→ STORED RECORDS:

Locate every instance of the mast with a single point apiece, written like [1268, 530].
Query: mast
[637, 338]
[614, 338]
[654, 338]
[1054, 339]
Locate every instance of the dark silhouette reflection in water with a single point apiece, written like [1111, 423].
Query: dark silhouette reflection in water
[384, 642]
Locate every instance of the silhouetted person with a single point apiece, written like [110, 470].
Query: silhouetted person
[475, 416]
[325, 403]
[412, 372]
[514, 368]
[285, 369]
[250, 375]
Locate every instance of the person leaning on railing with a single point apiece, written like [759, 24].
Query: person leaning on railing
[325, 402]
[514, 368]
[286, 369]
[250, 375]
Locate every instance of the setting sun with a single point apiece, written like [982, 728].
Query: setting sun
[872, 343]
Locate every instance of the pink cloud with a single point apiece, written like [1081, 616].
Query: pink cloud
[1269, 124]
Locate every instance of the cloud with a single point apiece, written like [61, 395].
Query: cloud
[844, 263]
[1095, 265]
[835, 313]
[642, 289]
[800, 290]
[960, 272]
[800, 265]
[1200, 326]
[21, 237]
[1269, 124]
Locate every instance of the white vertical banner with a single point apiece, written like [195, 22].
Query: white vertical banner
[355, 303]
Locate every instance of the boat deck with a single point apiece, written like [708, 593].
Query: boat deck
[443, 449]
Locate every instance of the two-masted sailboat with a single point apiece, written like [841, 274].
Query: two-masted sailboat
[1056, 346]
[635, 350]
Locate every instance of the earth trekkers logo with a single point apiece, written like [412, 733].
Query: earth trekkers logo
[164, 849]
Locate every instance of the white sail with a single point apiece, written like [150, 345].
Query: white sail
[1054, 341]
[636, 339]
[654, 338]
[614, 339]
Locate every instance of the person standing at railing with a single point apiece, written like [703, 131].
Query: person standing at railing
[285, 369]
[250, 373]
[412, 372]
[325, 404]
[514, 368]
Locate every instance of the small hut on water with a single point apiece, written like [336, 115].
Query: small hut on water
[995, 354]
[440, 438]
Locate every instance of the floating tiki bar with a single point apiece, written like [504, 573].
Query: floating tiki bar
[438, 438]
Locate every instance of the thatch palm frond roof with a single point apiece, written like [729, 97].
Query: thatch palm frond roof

→ WRITTEN TASK:
Please return every one of the rows above word for word, changing nothing and leaving nothing out.

→ IN RESPONSE:
Locate every instance of the mast with a single point apiece, written like [1268, 530].
Query: mast
[637, 338]
[614, 338]
[654, 338]
[1054, 339]
Locate every instance of the dark silhouette reflection in water with a single point apiece, written like [1111, 423].
Query: dark silhouette reflection in water
[384, 642]
Locate every instance of the silhouetted person with a single point apiece, written like [110, 470].
Query: silhouetted person
[475, 416]
[325, 403]
[412, 372]
[514, 368]
[285, 369]
[250, 375]
Locate every instance of the person leaning on railing with a single point apiece, written like [759, 24].
Query: person leaning on railing
[325, 402]
[514, 368]
[286, 369]
[250, 375]
Locate every instance of the setting sun with a single point apiece, written like [982, 728].
Query: setting sun
[872, 343]
Locate every instance of the pink cloud with a single point apiece, written like [1081, 616].
Query: pink cloud
[1269, 124]
Locate every instance of the cloud with a single point apiece, written like [61, 395].
Query: cloud
[844, 263]
[1095, 265]
[835, 313]
[642, 289]
[800, 290]
[960, 272]
[800, 265]
[1200, 326]
[21, 237]
[1269, 124]
Locate every instance of the white vertical banner with a single point apiece, written like [195, 22].
Query: white vertical banner
[355, 303]
Locate every instance of the boat deck with a single point apiece, written like [708, 593].
Query: boat deck
[443, 449]
Locate every instance of the two-masted sailboat with a single point apiece, written like [841, 274].
Query: two-masted sailboat
[1056, 346]
[635, 350]
Locate every instance of the earth trekkers logo with a single point apiece, written like [412, 733].
Query: earth trekkers logo
[164, 849]
Locate every instance of the white sail with a single point apiece, written like [150, 345].
Query: white sail
[1054, 341]
[636, 339]
[654, 338]
[614, 339]
Locate every instance of the person standing at railing with a single point apiece, written like [703, 131].
Query: person standing at railing
[285, 369]
[250, 373]
[412, 372]
[325, 404]
[514, 368]
Locate every instance of the small hut on water with a single point apiece, written like [336, 115].
Query: small hut on water
[995, 354]
[440, 438]
Locate every instance of the floating tiki bar with a single point apiece, written like [504, 573].
Query: floating tiki bar
[438, 438]
Locate every instance of the thatch palm frond roof with a single point apiece, written like [729, 97].
Query: thatch palm frond roof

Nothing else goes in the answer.